» **Natural-language object grounding data**
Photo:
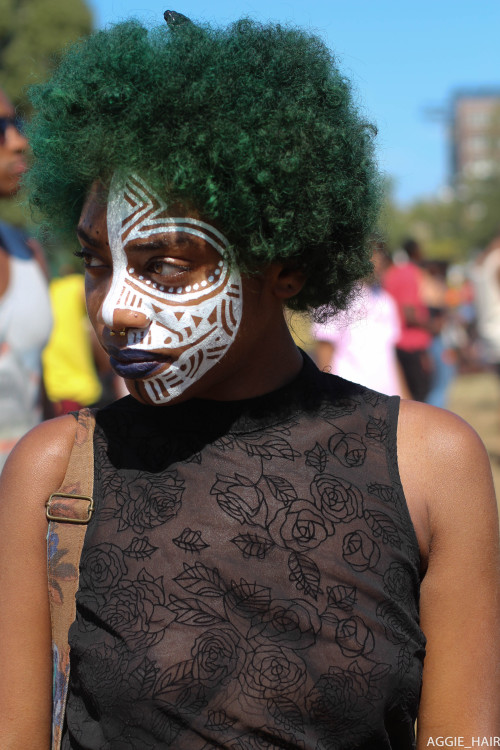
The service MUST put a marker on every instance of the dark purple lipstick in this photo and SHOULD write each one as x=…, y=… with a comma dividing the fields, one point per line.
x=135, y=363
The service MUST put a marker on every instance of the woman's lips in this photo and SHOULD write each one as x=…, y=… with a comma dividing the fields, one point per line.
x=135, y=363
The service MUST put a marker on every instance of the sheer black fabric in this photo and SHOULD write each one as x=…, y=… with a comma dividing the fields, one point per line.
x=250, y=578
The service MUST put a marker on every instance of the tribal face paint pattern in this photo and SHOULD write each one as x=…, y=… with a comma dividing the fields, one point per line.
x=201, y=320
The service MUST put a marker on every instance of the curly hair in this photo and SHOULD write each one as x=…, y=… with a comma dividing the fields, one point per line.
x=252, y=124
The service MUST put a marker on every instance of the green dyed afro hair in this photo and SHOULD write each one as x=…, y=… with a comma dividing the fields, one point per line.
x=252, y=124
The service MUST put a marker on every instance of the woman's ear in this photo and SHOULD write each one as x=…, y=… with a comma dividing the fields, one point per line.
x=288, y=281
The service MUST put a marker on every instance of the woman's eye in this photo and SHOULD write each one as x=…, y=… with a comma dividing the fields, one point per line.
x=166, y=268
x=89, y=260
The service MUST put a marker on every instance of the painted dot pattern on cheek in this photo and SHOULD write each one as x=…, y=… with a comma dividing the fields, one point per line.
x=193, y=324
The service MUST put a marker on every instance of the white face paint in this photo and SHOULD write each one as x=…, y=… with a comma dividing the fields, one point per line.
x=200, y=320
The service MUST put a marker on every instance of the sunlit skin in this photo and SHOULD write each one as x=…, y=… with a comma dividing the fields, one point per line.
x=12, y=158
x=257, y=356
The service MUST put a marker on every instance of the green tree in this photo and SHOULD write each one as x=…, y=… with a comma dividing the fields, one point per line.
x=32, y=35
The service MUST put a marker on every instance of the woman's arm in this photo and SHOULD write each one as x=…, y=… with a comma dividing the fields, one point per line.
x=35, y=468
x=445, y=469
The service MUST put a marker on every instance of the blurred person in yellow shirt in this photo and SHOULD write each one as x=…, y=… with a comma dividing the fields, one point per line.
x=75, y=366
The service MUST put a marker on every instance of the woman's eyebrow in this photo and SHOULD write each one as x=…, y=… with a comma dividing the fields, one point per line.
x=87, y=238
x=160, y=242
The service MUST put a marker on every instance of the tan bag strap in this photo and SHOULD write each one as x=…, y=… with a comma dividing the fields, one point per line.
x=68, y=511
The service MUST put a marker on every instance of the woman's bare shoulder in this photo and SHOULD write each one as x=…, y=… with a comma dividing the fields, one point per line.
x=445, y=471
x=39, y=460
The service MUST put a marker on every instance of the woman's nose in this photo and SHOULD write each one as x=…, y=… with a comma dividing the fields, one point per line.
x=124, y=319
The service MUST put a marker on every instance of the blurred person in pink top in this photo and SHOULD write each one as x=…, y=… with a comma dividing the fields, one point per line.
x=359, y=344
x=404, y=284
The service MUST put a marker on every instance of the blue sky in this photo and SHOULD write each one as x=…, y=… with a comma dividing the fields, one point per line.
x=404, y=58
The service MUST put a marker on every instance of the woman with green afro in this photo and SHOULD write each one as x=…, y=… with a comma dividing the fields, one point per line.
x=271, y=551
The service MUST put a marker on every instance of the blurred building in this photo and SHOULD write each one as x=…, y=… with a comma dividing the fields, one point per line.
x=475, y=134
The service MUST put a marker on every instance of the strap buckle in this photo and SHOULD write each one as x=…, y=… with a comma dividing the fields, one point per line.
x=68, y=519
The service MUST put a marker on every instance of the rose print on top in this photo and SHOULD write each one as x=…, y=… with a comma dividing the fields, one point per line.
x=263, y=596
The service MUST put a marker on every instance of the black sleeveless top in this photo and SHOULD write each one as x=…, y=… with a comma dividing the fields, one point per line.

» **WHAT IS NEEDED**
From the first line to the last, retype the data above exactly, but not its images.

» **ANSWER SPACE**
Photo:
The service MUST put a marker on every instance of the dark purple lipstick in this photo and SHOULD write each one as x=…, y=… with a comma dividing the fields, one point per line.
x=135, y=363
The service MUST put a marker on every instance of the woman's lips in this photo and SHOULD write each one as x=…, y=… with a comma dividing the fields, one point per line.
x=135, y=363
The service MUST put a marker on every instance of the sheer black fabric in this photo and SHOULD write each one as x=…, y=… with a comma dividing the fields, one point per line.
x=250, y=578
The service MUST put a marker on every instance of the tribal face paint pattern in this photo and SHOULD write each one as x=…, y=… with a comma dividing the fields, one point per line.
x=201, y=320
The service MUST put a marker on every instance of the curly hair in this photo and SHOULD write each one as x=…, y=… with a comma dividing the fields, one point per line.
x=252, y=124
The service MUST put a marker on every instance of the green dyed afro hair in this photo and SHOULD write each one as x=…, y=… with a comma dividing the fields, one point per line.
x=252, y=124
The service MUST put a marker on every instance of the woman's ear in this photo and SHOULD write each one as x=…, y=… with a comma dividing the fields, one point per line.
x=288, y=281
The service MUST put a marker on every instance of the woman's eye in this photo and SHOULD write each one as x=…, y=… with a comma dividing the fields, one point per line.
x=166, y=268
x=89, y=260
The service MUST put a marker on every instance of the painted dot pattern on cheek in this photo and SHOULD write each one as x=…, y=… with a comma dividing the fields, one point per line.
x=193, y=324
The service MUST put a marker on every instance of the white face paint in this photo and SHOULD write each one as x=…, y=… with a comma dividing the fields, one point per line.
x=200, y=320
The service MUST put a marker on every instance of the sunlit skin in this photo and SHOULD write each one as x=…, y=… with a comma dividing the fields, one point per line.
x=12, y=158
x=257, y=356
The service MUST put a marker on every instance of the green tree in this photo and SHOULD write each one as x=…, y=… with a comma dividing the fields, one point per line.
x=32, y=35
The service MUST put a marker on every instance of the woman's arm in this photo and SHOULD write each one as x=…, y=… with a comma dividing the fields, one point per line.
x=35, y=468
x=445, y=469
The service MUST put a marker on every instance of the blurred person in yellow shirt in this photo and SHOULD write each one as x=…, y=… with a comma dividing the fields, one point per line.
x=75, y=366
The service MUST put a marker on every instance of the woman's eyebrow in this photo and SHOULD write each one as x=…, y=… with a comma dividing the fields, one point per line.
x=87, y=238
x=160, y=242
The service MUST put a marker on every instance of the tan bag strap in this photo and SHOULD write each one as x=…, y=… with a comma dividing the fields, one point per line.
x=68, y=511
The service MUST put a marker on every instance of the woman's bare shoulder in this photo and SHOULD write each one as x=…, y=… with a comma dividing the fields, one point per line.
x=445, y=471
x=39, y=460
The service MUST put a marker on every instance of the woman's nose in this photo and SHOULD write each one as x=…, y=… with a comma dividing the fields, one point per line.
x=124, y=319
The service MUST put a marker on every instance of the blurred person in pink top in this photo and SHOULD write each one as x=…, y=… with a comma dividing the fields, one point per line.
x=359, y=344
x=404, y=284
The service MUST put a marker on every instance of the blue sky in this photo and SHOULD write each one as x=…, y=… with a comma dividing the fields, one point per line.
x=404, y=58
The service MUST put a marker on every instance of the woman with green afro in this photo and SHOULD write each one as x=…, y=… with a comma dividing the fields, one point per line.
x=271, y=551
The service MUST put a marker on every instance of the blurred building in this photo and SHOULD write each one as x=…, y=… with a comma dividing the fields, one point per line.
x=475, y=134
The service MUST put a marker on every instance of the strap buckle in this photo and SHOULD write each one as x=…, y=… with a comma dividing the fields, one point per line.
x=68, y=519
The service MUST put a marker on every instance of the rose print on top in this photo and SHOULD write each one as x=…, y=… with a comma dividing the fields, one point per line.
x=263, y=596
The service MUST put a marker on every instance of the black sleeveless top in this photo and SHOULD write each one as x=…, y=… with a comma dividing the fields, one point per line.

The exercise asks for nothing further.